Copy out the lines below verbatim, from the line containing "Could you mark the green mossy" up to and including the final line. Omit any pictures from your answer.
## Begin EXTRACTED MATERIAL
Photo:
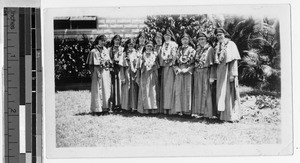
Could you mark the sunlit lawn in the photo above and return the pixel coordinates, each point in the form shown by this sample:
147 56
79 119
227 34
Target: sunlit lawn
76 127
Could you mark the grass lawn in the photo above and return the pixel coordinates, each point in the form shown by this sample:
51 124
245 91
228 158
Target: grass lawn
76 127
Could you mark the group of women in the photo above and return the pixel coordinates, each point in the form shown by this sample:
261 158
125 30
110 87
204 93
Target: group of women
160 76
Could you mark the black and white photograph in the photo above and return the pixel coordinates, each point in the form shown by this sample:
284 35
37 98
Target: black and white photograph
184 77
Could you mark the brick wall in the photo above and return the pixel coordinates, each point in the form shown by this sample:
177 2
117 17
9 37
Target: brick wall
125 27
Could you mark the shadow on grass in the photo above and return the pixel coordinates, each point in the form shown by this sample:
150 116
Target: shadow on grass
255 92
72 86
178 118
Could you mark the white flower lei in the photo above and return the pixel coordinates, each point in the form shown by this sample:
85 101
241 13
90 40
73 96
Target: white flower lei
149 61
184 57
200 57
132 56
166 52
104 59
221 50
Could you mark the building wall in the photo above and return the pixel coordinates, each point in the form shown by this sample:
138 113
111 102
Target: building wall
125 27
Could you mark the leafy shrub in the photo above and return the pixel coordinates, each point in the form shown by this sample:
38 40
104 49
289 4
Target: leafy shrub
257 40
70 58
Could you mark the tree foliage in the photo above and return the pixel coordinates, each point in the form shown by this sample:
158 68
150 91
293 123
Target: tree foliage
258 42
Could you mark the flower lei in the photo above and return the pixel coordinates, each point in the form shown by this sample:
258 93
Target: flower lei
149 61
132 58
104 61
200 57
184 57
221 51
166 53
117 52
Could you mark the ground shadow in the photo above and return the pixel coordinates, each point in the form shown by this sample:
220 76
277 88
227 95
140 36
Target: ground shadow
72 86
178 118
260 92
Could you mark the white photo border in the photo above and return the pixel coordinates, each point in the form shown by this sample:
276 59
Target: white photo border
281 11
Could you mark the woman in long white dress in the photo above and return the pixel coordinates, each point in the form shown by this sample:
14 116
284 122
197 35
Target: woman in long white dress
204 76
183 80
228 98
99 62
128 75
116 53
167 58
148 81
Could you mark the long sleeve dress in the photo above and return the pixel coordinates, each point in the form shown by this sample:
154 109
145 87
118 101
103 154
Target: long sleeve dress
166 58
148 81
228 98
115 54
183 81
99 60
202 89
129 87
158 50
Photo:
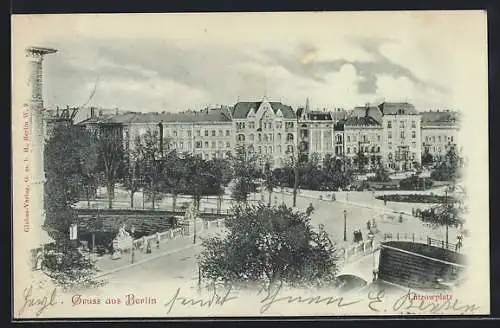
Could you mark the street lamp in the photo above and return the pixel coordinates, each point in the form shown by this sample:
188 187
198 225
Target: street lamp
345 225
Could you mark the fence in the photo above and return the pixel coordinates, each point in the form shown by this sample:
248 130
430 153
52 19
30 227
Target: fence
404 237
358 250
141 243
455 247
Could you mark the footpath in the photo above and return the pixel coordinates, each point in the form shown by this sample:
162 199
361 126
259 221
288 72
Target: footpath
107 265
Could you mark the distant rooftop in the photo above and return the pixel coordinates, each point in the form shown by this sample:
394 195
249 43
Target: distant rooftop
206 115
241 109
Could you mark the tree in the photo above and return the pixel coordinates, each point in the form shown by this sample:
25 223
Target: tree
449 168
70 159
270 182
269 245
427 158
337 173
244 170
381 175
132 179
222 171
110 149
200 181
150 162
174 175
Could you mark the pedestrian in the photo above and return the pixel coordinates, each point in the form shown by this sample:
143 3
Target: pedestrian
459 242
310 209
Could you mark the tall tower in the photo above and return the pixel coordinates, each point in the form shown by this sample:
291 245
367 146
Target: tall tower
35 57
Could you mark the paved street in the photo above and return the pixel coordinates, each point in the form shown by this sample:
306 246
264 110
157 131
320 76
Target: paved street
179 261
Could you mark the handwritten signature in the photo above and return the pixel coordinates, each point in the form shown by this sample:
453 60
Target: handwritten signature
272 298
215 299
408 303
38 303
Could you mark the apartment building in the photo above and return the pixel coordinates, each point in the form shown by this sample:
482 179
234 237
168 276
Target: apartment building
439 132
266 128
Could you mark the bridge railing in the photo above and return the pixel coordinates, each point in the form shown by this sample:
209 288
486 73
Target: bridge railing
157 238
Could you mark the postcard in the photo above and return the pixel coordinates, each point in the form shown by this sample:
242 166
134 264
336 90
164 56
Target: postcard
250 164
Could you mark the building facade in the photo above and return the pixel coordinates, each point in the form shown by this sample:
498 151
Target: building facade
391 134
266 128
401 136
439 132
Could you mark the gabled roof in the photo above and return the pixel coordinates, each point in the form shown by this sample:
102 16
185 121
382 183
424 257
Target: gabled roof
319 116
440 118
208 115
360 121
241 109
394 108
338 115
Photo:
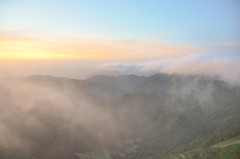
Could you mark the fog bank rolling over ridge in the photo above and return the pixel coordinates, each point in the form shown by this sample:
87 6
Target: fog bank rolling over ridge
224 66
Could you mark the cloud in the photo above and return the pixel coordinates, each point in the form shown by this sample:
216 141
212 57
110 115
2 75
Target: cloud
24 46
225 66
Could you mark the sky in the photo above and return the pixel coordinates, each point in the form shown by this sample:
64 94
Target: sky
116 31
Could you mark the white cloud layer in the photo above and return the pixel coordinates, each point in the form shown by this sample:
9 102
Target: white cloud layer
225 66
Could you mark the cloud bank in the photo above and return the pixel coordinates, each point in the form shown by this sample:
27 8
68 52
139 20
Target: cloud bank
224 66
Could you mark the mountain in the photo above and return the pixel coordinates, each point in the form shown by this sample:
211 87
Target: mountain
127 116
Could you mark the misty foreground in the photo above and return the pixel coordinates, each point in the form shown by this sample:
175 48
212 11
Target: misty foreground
130 117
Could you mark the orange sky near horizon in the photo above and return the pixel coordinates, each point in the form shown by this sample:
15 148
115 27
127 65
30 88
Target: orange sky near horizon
16 47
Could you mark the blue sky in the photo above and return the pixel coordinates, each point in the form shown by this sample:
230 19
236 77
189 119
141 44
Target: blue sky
203 26
186 20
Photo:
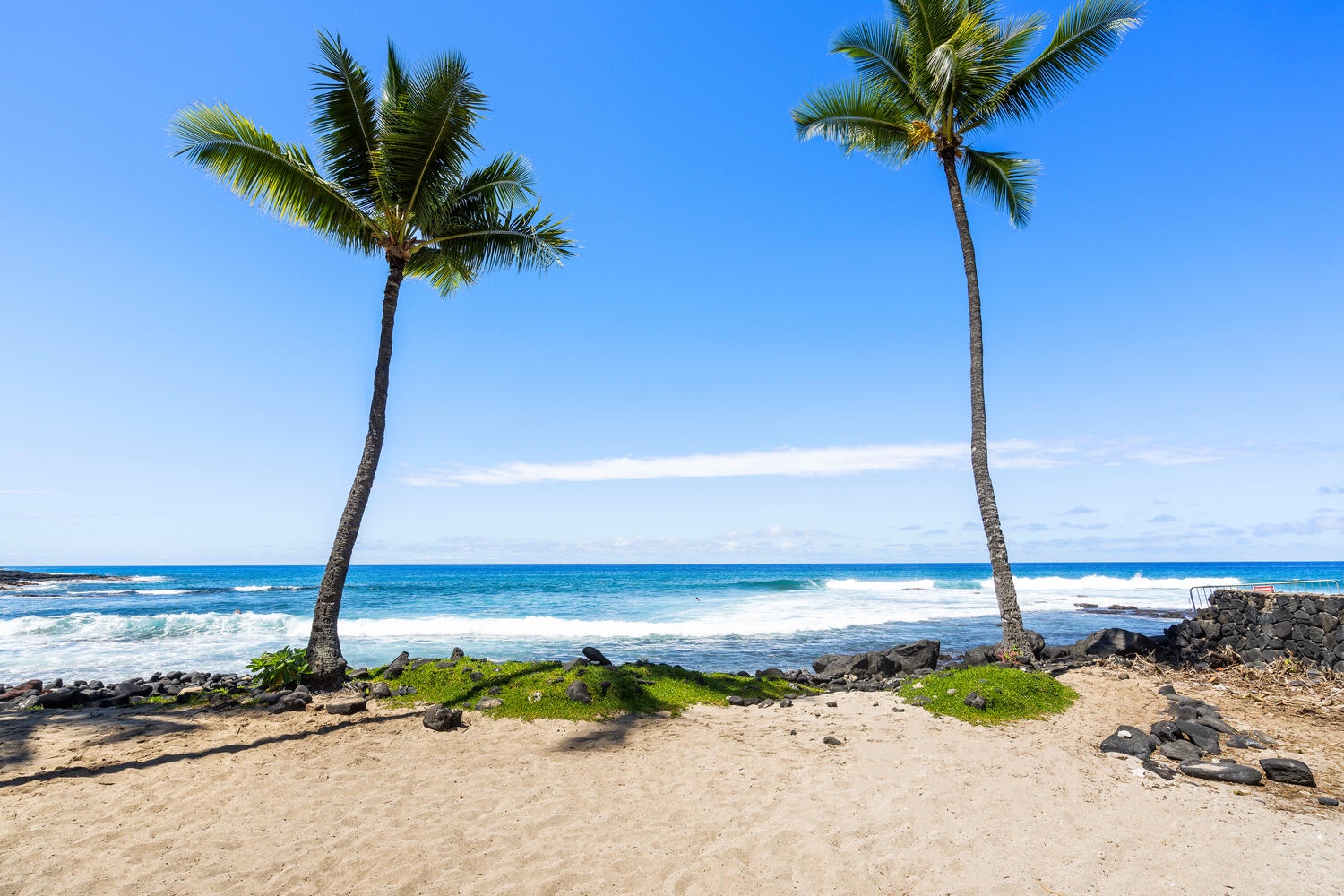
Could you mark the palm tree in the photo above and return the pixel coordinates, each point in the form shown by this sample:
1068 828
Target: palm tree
395 179
930 77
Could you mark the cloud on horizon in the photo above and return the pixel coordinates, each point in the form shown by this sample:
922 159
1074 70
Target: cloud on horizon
824 461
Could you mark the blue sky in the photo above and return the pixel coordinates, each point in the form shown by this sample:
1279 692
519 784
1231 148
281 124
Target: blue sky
771 335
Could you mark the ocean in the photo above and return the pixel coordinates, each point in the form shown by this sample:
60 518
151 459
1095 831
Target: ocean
704 616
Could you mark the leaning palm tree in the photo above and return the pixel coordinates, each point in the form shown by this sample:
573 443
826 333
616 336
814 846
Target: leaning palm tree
395 179
930 77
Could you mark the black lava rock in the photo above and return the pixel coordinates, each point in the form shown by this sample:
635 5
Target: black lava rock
398 665
443 718
1228 772
1288 771
596 656
1131 742
1203 737
1180 750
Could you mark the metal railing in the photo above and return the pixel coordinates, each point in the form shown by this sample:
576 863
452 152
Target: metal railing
1199 594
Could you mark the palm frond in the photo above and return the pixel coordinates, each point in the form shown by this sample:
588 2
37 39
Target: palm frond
427 136
857 115
279 177
878 53
346 120
491 242
1008 182
503 183
1086 34
445 271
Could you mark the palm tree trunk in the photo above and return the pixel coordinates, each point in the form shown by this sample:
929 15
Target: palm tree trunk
1004 590
324 659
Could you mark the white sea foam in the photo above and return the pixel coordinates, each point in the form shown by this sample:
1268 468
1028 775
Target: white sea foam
857 584
1107 583
110 626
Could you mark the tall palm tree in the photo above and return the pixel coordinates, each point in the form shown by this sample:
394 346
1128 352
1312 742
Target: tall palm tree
395 179
930 77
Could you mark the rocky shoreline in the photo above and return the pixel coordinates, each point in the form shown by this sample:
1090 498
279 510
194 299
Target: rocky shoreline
871 670
21 578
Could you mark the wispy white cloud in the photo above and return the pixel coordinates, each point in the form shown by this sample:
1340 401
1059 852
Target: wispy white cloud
823 461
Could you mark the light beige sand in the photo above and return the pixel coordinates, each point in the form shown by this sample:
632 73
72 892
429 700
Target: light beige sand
718 801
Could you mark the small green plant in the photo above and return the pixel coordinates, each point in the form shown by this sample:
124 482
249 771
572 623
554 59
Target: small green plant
279 669
1010 694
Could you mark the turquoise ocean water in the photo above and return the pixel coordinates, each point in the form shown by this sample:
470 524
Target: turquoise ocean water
704 616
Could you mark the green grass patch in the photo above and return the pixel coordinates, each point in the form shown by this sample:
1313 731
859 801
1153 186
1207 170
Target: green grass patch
537 689
1010 694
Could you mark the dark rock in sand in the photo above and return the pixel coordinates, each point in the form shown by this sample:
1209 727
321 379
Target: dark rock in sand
906 659
1215 721
1228 772
1288 771
1202 737
443 718
1129 740
1180 750
596 656
19 691
1242 742
398 665
1116 642
1166 732
346 705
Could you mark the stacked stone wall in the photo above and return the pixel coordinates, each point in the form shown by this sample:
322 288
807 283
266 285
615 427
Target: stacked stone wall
1265 626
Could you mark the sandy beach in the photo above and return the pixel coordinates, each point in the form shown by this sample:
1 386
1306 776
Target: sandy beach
715 801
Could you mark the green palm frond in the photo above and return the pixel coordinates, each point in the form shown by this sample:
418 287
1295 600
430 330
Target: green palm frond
1086 34
492 242
1008 182
279 177
503 183
857 115
878 53
346 120
444 271
427 134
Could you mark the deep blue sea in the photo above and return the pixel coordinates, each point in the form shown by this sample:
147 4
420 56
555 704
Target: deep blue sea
704 616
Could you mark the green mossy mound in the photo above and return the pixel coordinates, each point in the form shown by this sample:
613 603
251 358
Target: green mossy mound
642 688
1010 694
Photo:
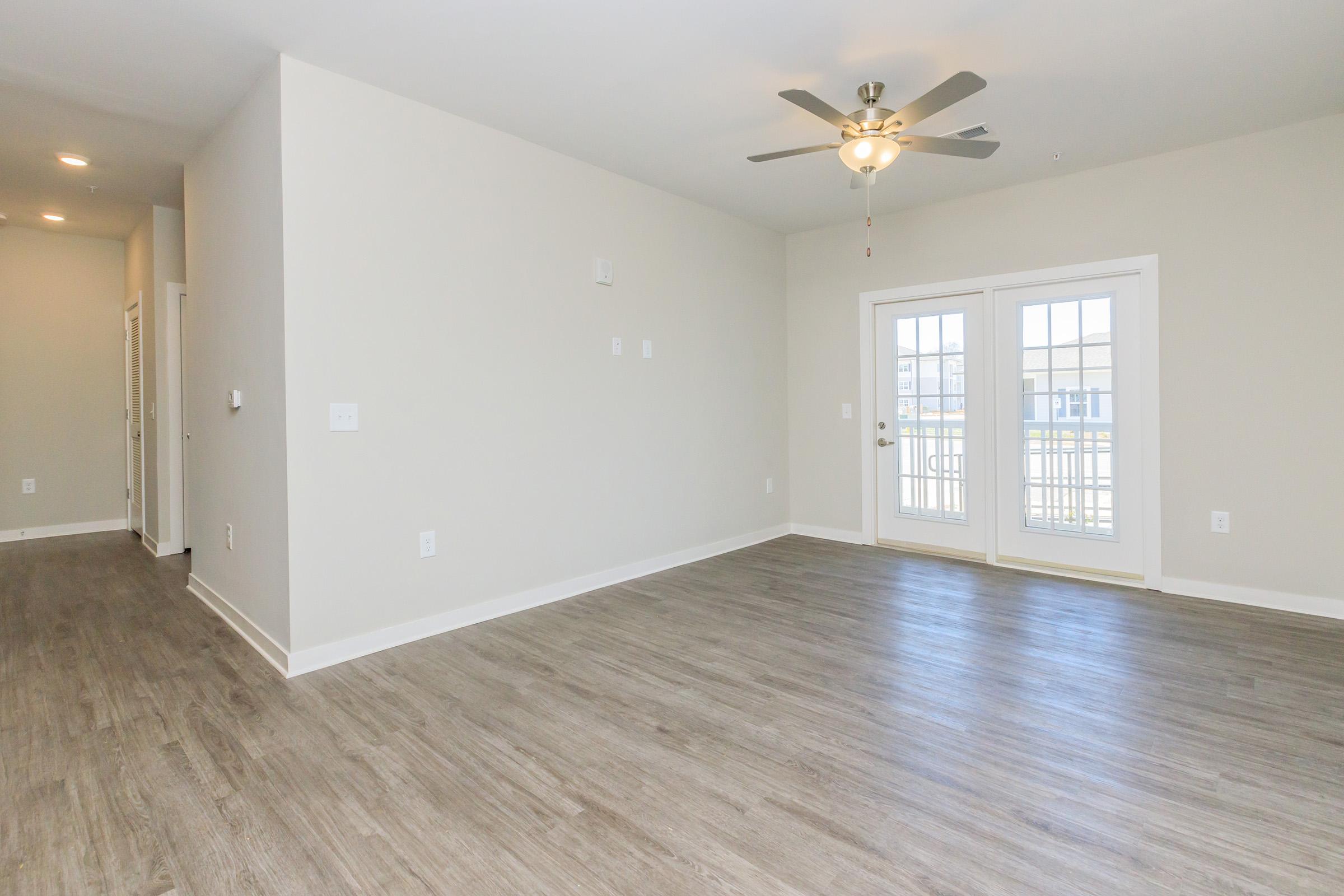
## End EXTRACTED MATERIAL
» **TASK OUTPUT**
Could you mark the green mossy mound in the photo above and return the pixel coordinates, each point in the form shown by this sample:
613 603
251 358
Target: green mossy mound
642 688
1010 694
Photo:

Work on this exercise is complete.